Task directions –
Using the news item below about OCH ambulance service, say whether each statement agrees with it, answering yes or no and quoting the deciding words: (a) The ambulance budget will go to the Oktibbeha County Board of Supervisors. (b) The first meeting with the outside organizations already took place last week. (c) Five trucks are being considered for placement around the county.

Passage to read –
* * *
OCH eyes changes to ambulance service

Director of Emergency Medical Services Michael Hunt discussed the potential next steps with their ambulance services during its meeting on Tuesday. (Photo by Logan Kirkland, SDN)
Staff Writer

The OCH Regional Medical Center Board of Trustees discussed the potential next steps with their ambulance services during its meeting on Tuesday.

The trustees will put together a budget for its ambulance operations moving forward, which will be presented to the Oktibbeha County Board of Supervisors.

Director of Emergency Medical Services Michael Hunt said they are currently reaching out to the county, volunteer fire department, Mississippi State University and E911 to help come up with a strategic plan.

Hunt said the first meeting with these organizations will take place today.

“Right now, we are just in the planning stages,” Hunt said. “We’re looking at doing something to help the county respond.”

Hunt said they are still looking at locating three different trucks around the county. He said they will be coming up with ideas and listen to suggestions brought up during these meetings.
* * *
Source information –

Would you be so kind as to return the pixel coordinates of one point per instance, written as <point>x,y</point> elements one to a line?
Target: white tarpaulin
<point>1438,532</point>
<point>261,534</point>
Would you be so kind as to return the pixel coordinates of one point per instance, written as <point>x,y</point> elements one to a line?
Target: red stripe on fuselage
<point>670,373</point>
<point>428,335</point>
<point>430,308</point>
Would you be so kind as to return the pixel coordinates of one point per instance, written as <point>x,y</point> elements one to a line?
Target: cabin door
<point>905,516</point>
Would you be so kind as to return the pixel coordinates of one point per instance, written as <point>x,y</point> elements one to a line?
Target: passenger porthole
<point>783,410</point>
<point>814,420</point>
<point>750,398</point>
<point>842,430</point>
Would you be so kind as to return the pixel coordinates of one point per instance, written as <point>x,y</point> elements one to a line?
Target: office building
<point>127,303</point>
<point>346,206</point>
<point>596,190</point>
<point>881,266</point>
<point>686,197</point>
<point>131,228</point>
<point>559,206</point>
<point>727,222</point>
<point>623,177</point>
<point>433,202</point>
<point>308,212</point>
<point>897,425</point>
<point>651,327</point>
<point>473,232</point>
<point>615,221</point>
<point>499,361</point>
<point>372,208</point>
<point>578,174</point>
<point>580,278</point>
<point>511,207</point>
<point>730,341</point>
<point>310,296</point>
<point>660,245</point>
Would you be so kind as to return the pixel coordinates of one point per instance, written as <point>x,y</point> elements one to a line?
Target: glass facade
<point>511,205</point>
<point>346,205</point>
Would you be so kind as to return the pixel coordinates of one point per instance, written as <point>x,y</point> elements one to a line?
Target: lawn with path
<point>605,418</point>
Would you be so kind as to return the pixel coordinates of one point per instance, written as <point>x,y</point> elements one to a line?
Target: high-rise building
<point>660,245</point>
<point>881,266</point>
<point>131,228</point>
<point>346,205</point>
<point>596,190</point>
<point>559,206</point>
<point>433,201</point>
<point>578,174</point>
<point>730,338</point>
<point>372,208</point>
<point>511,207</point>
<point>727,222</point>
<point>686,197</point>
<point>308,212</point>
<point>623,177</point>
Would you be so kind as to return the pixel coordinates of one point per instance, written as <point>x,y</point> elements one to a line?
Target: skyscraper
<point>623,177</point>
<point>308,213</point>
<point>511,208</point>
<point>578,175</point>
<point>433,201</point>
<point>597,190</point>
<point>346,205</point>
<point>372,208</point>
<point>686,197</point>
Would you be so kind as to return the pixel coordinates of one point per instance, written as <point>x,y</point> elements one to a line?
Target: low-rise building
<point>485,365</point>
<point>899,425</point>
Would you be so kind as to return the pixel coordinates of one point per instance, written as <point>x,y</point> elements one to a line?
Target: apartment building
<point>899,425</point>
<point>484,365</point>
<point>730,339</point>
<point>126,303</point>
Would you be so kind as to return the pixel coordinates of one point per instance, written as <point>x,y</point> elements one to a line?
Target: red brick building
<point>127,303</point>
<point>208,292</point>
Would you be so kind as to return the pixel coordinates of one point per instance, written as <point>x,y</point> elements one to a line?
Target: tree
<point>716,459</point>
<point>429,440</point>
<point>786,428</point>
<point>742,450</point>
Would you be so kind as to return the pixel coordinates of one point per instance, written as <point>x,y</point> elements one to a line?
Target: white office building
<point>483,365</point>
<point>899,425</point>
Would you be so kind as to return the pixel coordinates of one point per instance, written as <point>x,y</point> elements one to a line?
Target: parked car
* * *
Result for this task –
(a) Yes: "which will be presented to the Oktibbeha County Board of Supervisors"
(b) No: "the first meeting with these organizations will take place today"
(c) No: "locating three different trucks around the county"